REQUIRED WORK |
The whole listing, pictures aside, should be reproduced exactly.

>>>

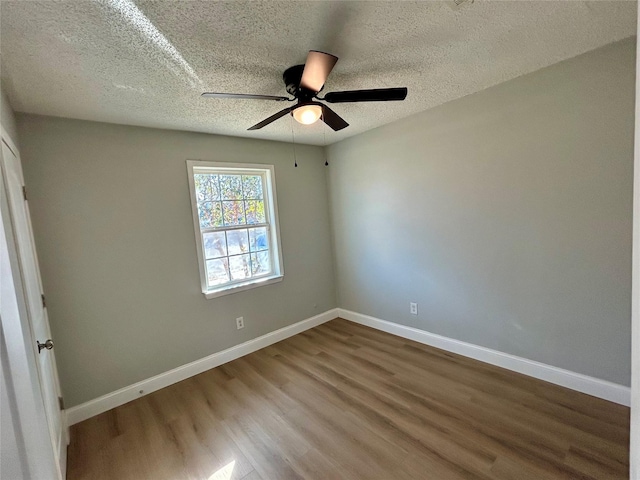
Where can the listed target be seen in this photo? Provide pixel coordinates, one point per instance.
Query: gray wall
(506, 215)
(7, 117)
(115, 238)
(12, 459)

<<<

ANSWER FOR THE TASK |
Where can the listed target be seen in this photo? Provide pixel coordinates, one point per instance.
Query: gray wall
(506, 215)
(7, 117)
(115, 238)
(12, 459)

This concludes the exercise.